[Dataset content — start]

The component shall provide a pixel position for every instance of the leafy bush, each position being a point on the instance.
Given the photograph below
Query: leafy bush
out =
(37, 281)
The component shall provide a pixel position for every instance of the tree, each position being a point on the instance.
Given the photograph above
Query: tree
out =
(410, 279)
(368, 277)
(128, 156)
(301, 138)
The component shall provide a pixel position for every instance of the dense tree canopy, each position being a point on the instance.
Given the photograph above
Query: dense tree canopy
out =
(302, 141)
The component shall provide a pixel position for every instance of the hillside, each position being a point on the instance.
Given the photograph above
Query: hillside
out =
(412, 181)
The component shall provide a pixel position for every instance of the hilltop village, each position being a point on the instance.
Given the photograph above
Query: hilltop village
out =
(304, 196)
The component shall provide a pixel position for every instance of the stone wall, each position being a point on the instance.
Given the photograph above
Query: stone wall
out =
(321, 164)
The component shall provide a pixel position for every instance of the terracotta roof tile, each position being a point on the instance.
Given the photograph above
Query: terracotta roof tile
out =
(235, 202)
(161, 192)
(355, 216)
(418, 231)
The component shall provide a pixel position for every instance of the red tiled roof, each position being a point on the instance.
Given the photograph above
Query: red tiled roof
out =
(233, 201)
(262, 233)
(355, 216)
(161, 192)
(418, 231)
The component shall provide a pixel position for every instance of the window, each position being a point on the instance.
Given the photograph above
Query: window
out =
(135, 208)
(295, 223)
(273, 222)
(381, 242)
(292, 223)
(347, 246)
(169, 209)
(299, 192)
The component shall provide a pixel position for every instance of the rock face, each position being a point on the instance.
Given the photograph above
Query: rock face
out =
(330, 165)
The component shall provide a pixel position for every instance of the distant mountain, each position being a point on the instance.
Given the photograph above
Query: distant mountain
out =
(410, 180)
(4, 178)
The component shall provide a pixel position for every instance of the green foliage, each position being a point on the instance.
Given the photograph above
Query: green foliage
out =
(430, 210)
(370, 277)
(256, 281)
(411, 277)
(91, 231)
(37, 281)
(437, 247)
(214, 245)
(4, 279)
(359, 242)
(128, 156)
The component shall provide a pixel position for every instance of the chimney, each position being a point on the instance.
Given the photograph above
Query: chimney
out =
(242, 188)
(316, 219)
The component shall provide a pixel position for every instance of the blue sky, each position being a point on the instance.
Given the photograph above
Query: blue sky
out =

[Dataset content — finish]

Wherever a line in the entries holds "mountain", copy that line.

* [Answer box]:
The component shall provide a pixel position for every instance of the distant mountain, each position being a point on the instance.
Query: distant mountain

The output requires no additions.